(Directions for this task) The expected result is every line of the records, printed exactly.

*** Opening of Records provided ***

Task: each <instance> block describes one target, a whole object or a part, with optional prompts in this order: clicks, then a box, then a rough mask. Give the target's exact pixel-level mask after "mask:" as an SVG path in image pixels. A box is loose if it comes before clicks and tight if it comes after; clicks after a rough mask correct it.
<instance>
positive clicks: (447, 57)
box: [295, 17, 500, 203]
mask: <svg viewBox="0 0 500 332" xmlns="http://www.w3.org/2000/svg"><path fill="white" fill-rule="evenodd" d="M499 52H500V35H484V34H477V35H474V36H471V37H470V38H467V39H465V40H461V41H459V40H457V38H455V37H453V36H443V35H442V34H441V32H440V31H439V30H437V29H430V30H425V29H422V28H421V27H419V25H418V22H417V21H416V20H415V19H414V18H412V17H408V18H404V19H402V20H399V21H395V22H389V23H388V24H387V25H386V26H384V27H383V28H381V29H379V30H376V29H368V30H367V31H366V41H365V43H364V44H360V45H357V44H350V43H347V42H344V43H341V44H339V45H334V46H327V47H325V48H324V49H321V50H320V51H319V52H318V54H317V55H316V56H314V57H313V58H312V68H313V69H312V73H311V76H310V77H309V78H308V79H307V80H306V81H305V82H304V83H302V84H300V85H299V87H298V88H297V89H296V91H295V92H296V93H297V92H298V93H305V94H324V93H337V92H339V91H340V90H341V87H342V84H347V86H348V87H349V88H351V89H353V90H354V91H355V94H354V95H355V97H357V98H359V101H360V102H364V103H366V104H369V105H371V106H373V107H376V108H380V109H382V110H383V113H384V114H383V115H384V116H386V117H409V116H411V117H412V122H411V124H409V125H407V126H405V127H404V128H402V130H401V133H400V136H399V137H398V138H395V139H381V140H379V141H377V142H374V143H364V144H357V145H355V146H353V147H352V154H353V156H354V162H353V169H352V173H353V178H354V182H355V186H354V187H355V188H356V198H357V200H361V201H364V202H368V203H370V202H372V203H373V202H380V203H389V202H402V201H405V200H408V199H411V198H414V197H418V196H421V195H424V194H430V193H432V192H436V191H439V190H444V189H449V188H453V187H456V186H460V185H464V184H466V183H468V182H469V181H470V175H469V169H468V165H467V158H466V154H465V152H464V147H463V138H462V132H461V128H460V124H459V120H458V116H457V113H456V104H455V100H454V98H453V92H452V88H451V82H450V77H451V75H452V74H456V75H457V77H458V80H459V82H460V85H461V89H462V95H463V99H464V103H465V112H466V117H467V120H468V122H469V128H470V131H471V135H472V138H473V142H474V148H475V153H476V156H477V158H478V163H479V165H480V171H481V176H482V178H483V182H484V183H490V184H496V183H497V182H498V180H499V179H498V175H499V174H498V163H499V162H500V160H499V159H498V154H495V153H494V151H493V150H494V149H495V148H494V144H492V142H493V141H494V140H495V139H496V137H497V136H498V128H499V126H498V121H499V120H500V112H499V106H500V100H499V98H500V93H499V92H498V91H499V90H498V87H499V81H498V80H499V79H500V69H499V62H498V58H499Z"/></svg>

*** Close of Records provided ***

(Answer to the problem)
Task: each <instance> block describes one target, a whole object or a part, with optional prompts in this order: clicks, then a box, then a rough mask. Give the target's exact pixel-level mask after "mask:" as an SVG path in image pixels. A box is loose if it comes before clicks and tight if it comes after; clicks after a rough mask correct it.
<instance>
positive clicks: (447, 57)
box: [295, 17, 500, 203]
mask: <svg viewBox="0 0 500 332" xmlns="http://www.w3.org/2000/svg"><path fill="white" fill-rule="evenodd" d="M499 52H500V35H484V34H477V35H474V36H471V37H470V38H467V39H465V40H461V41H459V40H457V38H455V37H453V36H443V35H442V34H441V32H440V31H439V30H437V29H430V30H425V29H422V28H421V27H419V25H418V22H417V21H416V20H415V19H414V18H412V17H408V18H404V19H402V20H399V21H395V22H389V23H388V24H387V25H386V26H384V27H383V28H381V29H379V30H376V29H368V30H367V31H366V41H365V43H364V44H360V45H357V44H350V43H347V42H344V43H341V44H339V45H334V46H327V47H325V48H324V49H321V50H320V51H319V52H318V54H317V55H316V56H314V57H313V58H312V68H313V69H312V73H311V76H310V77H309V78H308V79H307V80H306V81H305V82H304V83H302V84H300V85H299V87H298V88H297V89H296V91H295V92H296V93H297V92H298V93H305V94H324V93H337V92H339V91H340V90H341V87H342V84H347V86H348V87H349V88H351V89H353V90H354V91H355V94H354V95H355V97H357V98H359V101H360V102H364V103H366V104H369V105H371V106H373V107H376V108H380V109H382V110H383V113H384V114H383V115H384V116H386V117H409V116H411V117H412V122H411V124H409V125H407V126H405V127H404V128H402V130H401V133H400V136H399V137H398V138H395V139H381V140H379V141H377V142H374V143H364V144H357V145H355V146H353V147H352V154H353V156H354V162H353V169H352V173H353V178H354V182H355V186H354V187H355V188H356V198H357V200H361V201H364V202H368V203H370V202H372V203H373V202H380V203H389V202H402V201H405V200H408V199H411V198H414V197H418V196H421V195H424V194H430V193H432V192H436V191H439V190H444V189H449V188H453V187H456V186H460V185H464V184H466V183H468V182H469V181H470V175H469V169H468V165H467V158H466V154H465V152H464V147H463V138H462V132H461V128H460V124H459V120H458V116H457V113H456V104H455V100H454V98H453V92H452V88H451V82H450V77H451V75H452V74H456V75H457V77H458V80H459V82H460V85H461V89H462V95H463V99H464V103H465V112H466V117H467V120H468V122H469V128H470V131H471V135H472V138H473V142H474V148H475V153H476V156H477V158H478V163H479V165H480V171H481V176H482V178H483V182H484V183H490V184H496V183H497V182H498V180H499V179H498V175H499V174H498V163H499V162H500V160H499V159H498V154H495V153H494V151H493V150H494V149H495V148H494V144H492V142H493V141H494V140H495V139H496V137H497V136H498V128H499V126H498V121H499V120H500V112H499V106H500V100H499V98H500V93H499V92H498V91H499V90H498V87H499V81H498V80H499V79H500V69H499V62H498V58H499Z"/></svg>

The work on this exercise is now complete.